Output the items below as a two-column CSV with the headers text and answer, starting at the line containing "of the khaki" and ending at the end of the items. Give one row per item, with each field quoted and line breaks turned into spaces.

[Collected data entries]

■ ■ ■ ■ ■ ■ ■

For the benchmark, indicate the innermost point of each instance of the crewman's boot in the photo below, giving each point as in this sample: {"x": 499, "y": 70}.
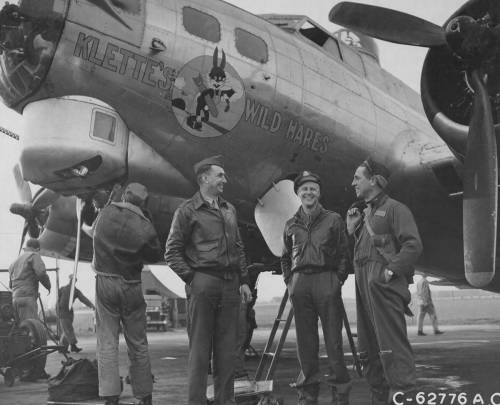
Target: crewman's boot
{"x": 379, "y": 396}
{"x": 75, "y": 348}
{"x": 147, "y": 400}
{"x": 340, "y": 393}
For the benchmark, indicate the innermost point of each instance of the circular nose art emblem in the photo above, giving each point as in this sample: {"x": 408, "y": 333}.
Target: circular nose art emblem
{"x": 208, "y": 96}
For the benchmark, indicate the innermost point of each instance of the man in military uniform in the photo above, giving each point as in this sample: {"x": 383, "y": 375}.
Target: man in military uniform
{"x": 204, "y": 248}
{"x": 387, "y": 246}
{"x": 124, "y": 239}
{"x": 315, "y": 265}
{"x": 25, "y": 273}
{"x": 66, "y": 315}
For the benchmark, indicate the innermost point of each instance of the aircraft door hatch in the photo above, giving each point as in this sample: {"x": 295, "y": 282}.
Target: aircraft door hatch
{"x": 274, "y": 208}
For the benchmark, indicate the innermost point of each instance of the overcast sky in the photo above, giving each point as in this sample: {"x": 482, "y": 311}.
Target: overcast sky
{"x": 403, "y": 61}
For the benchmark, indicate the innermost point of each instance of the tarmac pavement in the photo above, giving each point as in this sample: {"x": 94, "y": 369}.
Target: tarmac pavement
{"x": 460, "y": 367}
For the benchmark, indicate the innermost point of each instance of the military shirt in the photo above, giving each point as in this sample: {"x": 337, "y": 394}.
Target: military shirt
{"x": 205, "y": 238}
{"x": 124, "y": 239}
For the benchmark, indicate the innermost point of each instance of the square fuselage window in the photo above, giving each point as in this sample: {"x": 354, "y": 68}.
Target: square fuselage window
{"x": 201, "y": 24}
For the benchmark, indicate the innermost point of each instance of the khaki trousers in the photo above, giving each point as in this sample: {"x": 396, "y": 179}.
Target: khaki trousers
{"x": 120, "y": 301}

■ ■ ■ ■ ■ ■ ■

Expected answer:
text,answer
"For the benchmark, indicate the innermost point of each instance of the khaki trousers in the photo above, giving each point as in this sample: {""x"": 396, ""y"": 179}. Target: khaki trousers","{""x"": 120, ""y"": 301}"